## Begin Data in this exercise

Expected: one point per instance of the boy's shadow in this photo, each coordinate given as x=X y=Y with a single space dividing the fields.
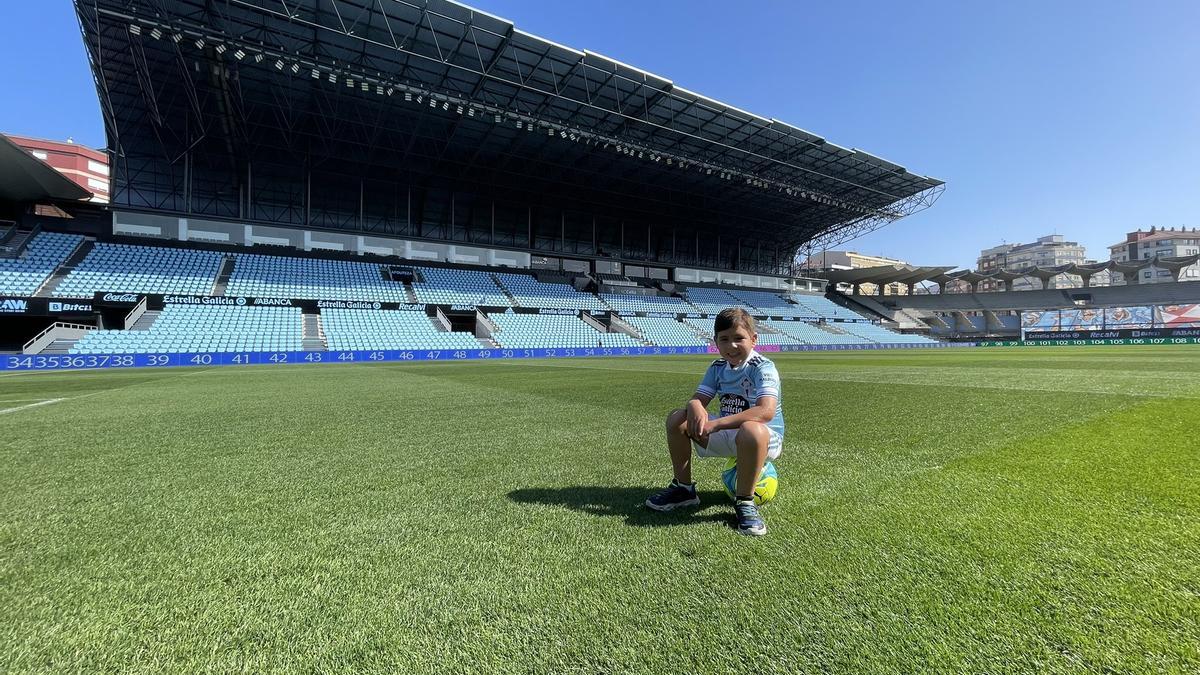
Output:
x=628 y=503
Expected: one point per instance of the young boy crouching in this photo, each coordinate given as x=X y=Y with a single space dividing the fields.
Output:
x=749 y=426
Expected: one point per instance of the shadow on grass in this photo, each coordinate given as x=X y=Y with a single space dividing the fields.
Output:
x=628 y=503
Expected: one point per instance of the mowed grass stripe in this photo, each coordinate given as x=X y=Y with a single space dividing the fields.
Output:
x=486 y=518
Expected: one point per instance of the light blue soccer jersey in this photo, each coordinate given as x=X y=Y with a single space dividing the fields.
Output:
x=737 y=387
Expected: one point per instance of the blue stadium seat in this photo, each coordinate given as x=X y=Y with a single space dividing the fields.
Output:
x=382 y=329
x=532 y=332
x=124 y=268
x=203 y=328
x=23 y=275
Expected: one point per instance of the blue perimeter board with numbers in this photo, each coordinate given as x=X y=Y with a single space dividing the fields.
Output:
x=78 y=362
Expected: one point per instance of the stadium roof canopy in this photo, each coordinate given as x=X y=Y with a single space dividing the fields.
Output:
x=360 y=114
x=24 y=178
x=886 y=274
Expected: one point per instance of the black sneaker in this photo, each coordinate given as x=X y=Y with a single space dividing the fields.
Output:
x=675 y=495
x=749 y=521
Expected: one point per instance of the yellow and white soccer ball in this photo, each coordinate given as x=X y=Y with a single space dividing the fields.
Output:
x=763 y=490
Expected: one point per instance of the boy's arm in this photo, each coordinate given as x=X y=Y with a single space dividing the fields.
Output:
x=763 y=411
x=697 y=414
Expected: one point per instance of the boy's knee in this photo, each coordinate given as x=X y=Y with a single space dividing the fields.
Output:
x=751 y=432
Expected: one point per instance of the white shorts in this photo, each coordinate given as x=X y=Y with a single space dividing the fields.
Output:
x=724 y=444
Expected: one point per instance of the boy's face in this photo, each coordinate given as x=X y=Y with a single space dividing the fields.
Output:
x=736 y=344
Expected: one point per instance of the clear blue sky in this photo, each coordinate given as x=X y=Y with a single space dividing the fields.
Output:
x=1079 y=118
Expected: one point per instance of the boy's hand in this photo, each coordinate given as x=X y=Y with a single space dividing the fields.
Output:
x=697 y=419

## End Data in this exercise

#### [Task]
Convert every line of the records above into a single numbered list. Skip blank lines and leave the pictures out.

#### [The completed task]
1. Expected: one point per instance of the boy's shadow in this photo, each coordinate given as x=X y=Y with a single space dividing the fields.
2. Output:
3. x=628 y=503
4. Expected: one point per instance of the young boy crouching in this photo, each coordinate given as x=X y=Y with a single space dividing the fields.
5. Output:
6. x=749 y=426
7. Expected: one point per instance of the shadow on grass in this photo, each coordinate given as x=X y=Y with a single space dividing the fields.
8. Output:
9. x=628 y=503
10. Expected: one point per instance of the mowed grass stripe in this photo, each coordinate given as x=X y=Y with a single space dividing the fields.
11. Output:
12. x=486 y=518
13. Expected: one point per instance of the light blue soccer jersey in this photo, each coordinate given as x=X y=Y with a single space dividing the fields.
14. Output:
15. x=737 y=387
16. Expected: one point per instance of the blue stadium seat in this photo, each coordinate given as x=X y=Y with a single space dividing the fields.
17. Output:
18. x=382 y=329
19. x=532 y=332
20. x=124 y=268
21. x=203 y=328
22. x=23 y=275
23. Expected: one point per instance of the blue perimeter board with numbers in this photo, each coordinate given as x=X y=Y with a single space dividing the fields.
24. Output:
25. x=78 y=362
26. Expected: one point per instance of the stadium roof canopy in this photo, each coordinate given as x=X y=Y with a single space dividing the fields.
27. Output:
28. x=360 y=114
29. x=24 y=178
30. x=886 y=274
31. Expected: one point per instance of the black sneaker in this photo, each coordinate given as x=X y=Y with a single space dividing the fields.
32. Output:
33. x=675 y=495
34. x=749 y=521
35. Expected: one point per instance of the yellow and white soccer ball in this photo, each coordinate given as x=X y=Y with a single space dividing the fields.
36. Output:
37. x=763 y=490
38. Expected: one point per instance of the boy's arm in this photo, each coordinate given as x=X y=Y with a single space dividing the fields.
39. Output:
40. x=763 y=411
41. x=697 y=414
42. Expected: one point per instance of the boy's knee in this photo, each coordinate given as x=X y=Y with a single space dividing the fields.
43. Output:
44. x=751 y=432
45. Expected: one point per instance of the white shorts in this photo, each coordinate given as x=X y=Y with a single space dividing the fields.
46. Output:
47. x=724 y=444
48. Expected: one point per instance of the boy's face in this photo, each coordinate given as x=X y=Y with a single space dividing the fields.
49. Output:
50. x=736 y=344
51. Expected: one point per instance of the clear blue sky in this photo, each coordinate given as x=X y=Y with a single space dividing the fields.
52. Output:
53. x=1079 y=118
54. Expected: one point per instance of the boy's hand in this photo, each coordinate given as x=X y=Y with a single space dividing the fields.
55. Output:
56. x=697 y=419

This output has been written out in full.